◆ **Items from a dataset**

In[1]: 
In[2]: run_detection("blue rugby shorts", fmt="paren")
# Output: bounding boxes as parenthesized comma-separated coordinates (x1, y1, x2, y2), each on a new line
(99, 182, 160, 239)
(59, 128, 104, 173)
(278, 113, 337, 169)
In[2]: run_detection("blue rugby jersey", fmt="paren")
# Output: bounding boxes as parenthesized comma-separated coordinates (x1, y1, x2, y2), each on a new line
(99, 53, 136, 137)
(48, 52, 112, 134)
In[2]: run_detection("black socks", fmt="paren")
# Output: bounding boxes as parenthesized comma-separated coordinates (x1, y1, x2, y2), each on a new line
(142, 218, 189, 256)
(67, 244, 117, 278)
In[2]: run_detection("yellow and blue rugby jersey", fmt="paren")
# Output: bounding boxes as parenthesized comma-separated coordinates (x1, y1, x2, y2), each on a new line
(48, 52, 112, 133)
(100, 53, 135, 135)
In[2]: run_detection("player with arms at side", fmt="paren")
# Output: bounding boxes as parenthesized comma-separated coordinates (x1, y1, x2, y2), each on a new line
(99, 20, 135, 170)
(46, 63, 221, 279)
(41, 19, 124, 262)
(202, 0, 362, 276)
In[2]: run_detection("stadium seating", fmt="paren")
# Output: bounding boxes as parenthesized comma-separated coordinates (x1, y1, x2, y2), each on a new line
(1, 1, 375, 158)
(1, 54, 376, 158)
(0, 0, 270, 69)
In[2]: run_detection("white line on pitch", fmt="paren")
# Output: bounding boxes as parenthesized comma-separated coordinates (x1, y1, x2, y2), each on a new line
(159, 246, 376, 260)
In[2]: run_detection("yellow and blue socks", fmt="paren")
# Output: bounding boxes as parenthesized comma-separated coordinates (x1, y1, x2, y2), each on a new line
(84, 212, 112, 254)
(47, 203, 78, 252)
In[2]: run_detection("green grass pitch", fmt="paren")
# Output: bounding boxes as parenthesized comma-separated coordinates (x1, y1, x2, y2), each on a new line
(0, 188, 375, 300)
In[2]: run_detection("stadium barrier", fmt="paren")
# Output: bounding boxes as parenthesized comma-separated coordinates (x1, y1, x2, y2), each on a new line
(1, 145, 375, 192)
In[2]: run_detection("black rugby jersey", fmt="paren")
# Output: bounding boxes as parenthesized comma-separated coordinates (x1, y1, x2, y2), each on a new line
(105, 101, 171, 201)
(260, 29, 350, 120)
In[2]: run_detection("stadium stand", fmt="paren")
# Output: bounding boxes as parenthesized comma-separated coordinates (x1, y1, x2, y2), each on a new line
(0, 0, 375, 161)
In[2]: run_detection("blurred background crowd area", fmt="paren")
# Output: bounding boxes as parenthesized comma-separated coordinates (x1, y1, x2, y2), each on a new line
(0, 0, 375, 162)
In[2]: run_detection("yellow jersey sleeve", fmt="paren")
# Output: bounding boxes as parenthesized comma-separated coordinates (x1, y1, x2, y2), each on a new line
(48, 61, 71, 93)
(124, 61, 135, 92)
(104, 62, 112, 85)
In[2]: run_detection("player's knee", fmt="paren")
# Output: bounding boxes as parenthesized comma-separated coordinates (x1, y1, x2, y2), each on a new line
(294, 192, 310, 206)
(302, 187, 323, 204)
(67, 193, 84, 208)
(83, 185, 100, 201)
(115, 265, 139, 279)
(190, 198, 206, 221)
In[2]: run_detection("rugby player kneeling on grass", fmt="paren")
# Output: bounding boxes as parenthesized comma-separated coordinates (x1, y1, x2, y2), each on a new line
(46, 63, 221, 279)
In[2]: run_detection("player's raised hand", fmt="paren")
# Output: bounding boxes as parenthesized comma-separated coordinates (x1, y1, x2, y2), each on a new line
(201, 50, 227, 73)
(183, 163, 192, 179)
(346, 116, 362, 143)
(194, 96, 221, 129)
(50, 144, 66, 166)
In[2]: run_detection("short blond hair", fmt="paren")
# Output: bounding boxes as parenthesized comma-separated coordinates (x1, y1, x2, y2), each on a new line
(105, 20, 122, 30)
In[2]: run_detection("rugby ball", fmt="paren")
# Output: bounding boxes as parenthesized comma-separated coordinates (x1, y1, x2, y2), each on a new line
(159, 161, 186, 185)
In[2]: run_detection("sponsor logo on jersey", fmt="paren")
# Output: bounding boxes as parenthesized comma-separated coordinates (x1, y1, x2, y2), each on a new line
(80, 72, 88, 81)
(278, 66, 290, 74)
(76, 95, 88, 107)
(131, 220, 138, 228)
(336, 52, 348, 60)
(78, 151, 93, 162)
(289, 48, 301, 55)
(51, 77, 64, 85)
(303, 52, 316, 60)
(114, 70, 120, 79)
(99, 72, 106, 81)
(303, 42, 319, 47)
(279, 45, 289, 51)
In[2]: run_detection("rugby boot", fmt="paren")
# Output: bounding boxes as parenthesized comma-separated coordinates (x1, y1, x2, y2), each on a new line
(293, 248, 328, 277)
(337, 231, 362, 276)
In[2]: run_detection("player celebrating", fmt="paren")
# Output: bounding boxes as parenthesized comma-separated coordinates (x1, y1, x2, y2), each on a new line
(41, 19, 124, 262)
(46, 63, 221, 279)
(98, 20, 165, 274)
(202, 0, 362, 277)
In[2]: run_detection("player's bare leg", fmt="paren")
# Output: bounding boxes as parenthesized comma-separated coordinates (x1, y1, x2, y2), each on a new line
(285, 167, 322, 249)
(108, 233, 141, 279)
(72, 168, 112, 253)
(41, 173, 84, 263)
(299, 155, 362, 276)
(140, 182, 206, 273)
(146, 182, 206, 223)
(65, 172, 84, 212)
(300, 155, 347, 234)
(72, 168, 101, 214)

◆ **EXERCISE AIM**
Each line above that holds the string "black" should be copied and shown.

◆ **ANSWER SECTION**
In[2]: run_detection("black socks", fmt="paren")
In[2]: run_detection("black rugby jersey", fmt="paren")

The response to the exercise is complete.